Isn’t that an exit from the company?

As mentioned above, it is not a sale of the company or a sale of part of the company and a share payment. This is a method where all funds will be used ONLY for the further development of the company. We will present more specifics in future articles.

Why are we doing this?

You may say that the founder of the company is not interested in financing the development of the company from his own funds. Yes. That’s a small piece of the truth, but more importantly, it’s a combination loyalty program to retain existing customers. Provided, of course, that the quality of service is maintained and that they are offered the opportunity to participate (and earn together with us) in the future development of the company. If we do well, so will your investment and ours.

The shareholder will be a customer forever

We want to get satisfied customers who care about our success and will become our best salespeople as a result. They will praise and recommend us because it will be in their own (economic) interest.

Faster yet safer growth

With the capital we have raised, we can expand faster. At the same time, we will be able to finance the entire development as before – without any loans and leases, which may be a “road to hell” for other companies in the coming crisis.

For the company, a solution like this is an ingenious solution that enables faster, but above all safer growth. You have “committed” customers who are salespeople for the company (they literally recommend their company). You don’t have leases and you don’t have loans and you don’t have leases… What more could you ask for…

We meet the needs of those interested

We want to meet the needs of our existing clients who trust us. We don’t want big investors, we don’t want strategic partners, we don’t want financial investors, we want clients who believe in us and want to experience our success with us. We’re not talking about large sums of money. We are really talking about hundreds of crowns here.

We want to grow faster, we want to grow more dynamically, we want to grow in other areas. At the same time, we want to “oblige” our existing customers, to whom we will offer quality services cheaper. They won’t have a reason to leave and we’ll make them our best sellers.

Benefits of the Loyalty Share Programme for WEDOS

If our program succeeds, we have an incredible number of advantages over our competitors. We will introduce the basic benefits for WEDOS Internet, a.s.. In future articles we will also mention the benefits for potential shareholders.
══════════════════════════════
#### Aim A:
In the excerpt about the loyalty share program, what size of sums does the company say it is really talking about?
══════════════════════════════
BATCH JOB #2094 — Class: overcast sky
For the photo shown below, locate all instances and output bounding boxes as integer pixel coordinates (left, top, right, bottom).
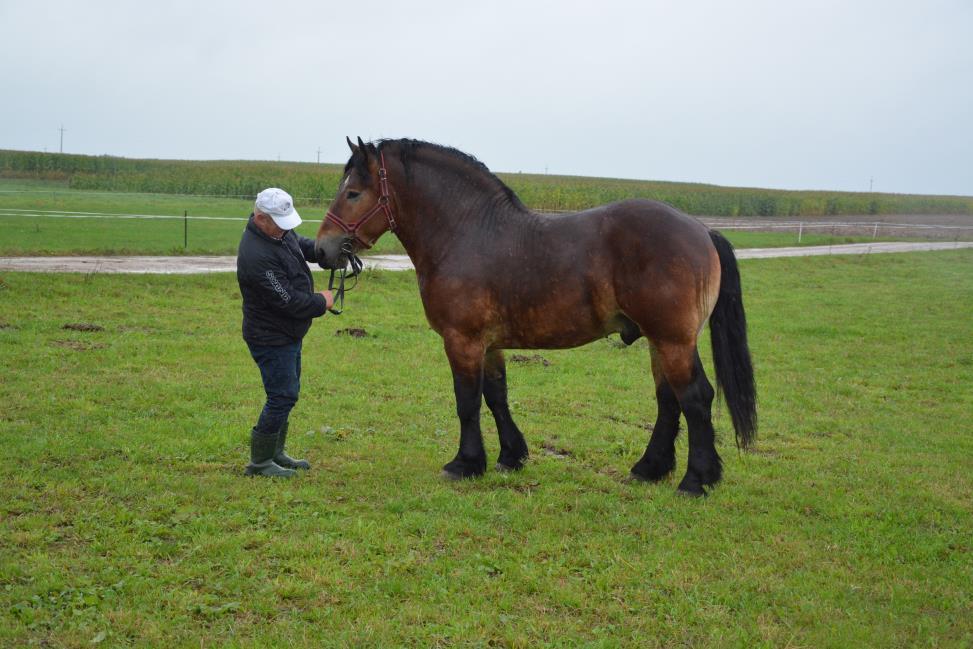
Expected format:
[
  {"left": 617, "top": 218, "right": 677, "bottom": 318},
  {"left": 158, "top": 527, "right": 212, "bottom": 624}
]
[{"left": 0, "top": 0, "right": 973, "bottom": 195}]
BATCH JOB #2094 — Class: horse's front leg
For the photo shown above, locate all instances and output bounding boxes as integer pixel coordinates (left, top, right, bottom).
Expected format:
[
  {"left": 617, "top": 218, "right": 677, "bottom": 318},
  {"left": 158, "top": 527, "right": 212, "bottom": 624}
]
[
  {"left": 483, "top": 349, "right": 528, "bottom": 471},
  {"left": 443, "top": 331, "right": 486, "bottom": 480}
]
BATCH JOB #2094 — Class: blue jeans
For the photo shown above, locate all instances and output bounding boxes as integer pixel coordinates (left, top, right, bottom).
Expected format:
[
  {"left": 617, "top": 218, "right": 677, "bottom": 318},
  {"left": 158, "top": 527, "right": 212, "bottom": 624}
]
[{"left": 247, "top": 341, "right": 301, "bottom": 435}]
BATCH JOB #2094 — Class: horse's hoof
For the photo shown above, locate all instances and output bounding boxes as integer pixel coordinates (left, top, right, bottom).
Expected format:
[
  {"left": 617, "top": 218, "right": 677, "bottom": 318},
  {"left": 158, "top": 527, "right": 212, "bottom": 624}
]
[{"left": 625, "top": 471, "right": 654, "bottom": 483}]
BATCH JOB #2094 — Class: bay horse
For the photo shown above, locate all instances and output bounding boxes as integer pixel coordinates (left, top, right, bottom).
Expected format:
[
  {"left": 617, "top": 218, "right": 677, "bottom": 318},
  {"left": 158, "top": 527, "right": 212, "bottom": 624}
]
[{"left": 316, "top": 138, "right": 757, "bottom": 496}]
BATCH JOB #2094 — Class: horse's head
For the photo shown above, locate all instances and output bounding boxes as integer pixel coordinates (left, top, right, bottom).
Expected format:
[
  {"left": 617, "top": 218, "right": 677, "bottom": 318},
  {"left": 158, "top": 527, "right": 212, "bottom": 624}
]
[{"left": 315, "top": 138, "right": 395, "bottom": 268}]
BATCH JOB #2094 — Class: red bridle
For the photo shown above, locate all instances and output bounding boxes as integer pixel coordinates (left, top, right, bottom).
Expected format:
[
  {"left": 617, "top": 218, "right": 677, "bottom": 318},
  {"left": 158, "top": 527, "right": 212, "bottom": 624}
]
[{"left": 325, "top": 152, "right": 395, "bottom": 248}]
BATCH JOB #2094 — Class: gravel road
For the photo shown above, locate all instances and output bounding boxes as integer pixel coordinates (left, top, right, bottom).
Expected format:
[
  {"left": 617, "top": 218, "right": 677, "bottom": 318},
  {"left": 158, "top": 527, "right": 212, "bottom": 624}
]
[{"left": 0, "top": 241, "right": 973, "bottom": 275}]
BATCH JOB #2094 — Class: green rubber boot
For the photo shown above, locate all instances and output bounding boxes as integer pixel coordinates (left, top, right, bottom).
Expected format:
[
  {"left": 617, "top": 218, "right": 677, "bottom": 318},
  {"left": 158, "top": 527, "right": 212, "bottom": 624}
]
[
  {"left": 274, "top": 421, "right": 311, "bottom": 471},
  {"left": 243, "top": 428, "right": 297, "bottom": 478}
]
══════════════════════════════
#### Aim B:
Pick out every line of the records that contains the string "BATCH", matching case exactly.

#### Correct response A:
Hundreds of crowns.

#### Correct response B:
BATCH JOB #2094 — Class: overcast sky
BATCH JOB #2094 — Class: horse's front leg
BATCH JOB #2094 — Class: blue jeans
BATCH JOB #2094 — Class: horse's hoof
BATCH JOB #2094 — Class: bay horse
BATCH JOB #2094 — Class: horse's head
BATCH JOB #2094 — Class: red bridle
BATCH JOB #2094 — Class: gravel road
BATCH JOB #2094 — Class: green rubber boot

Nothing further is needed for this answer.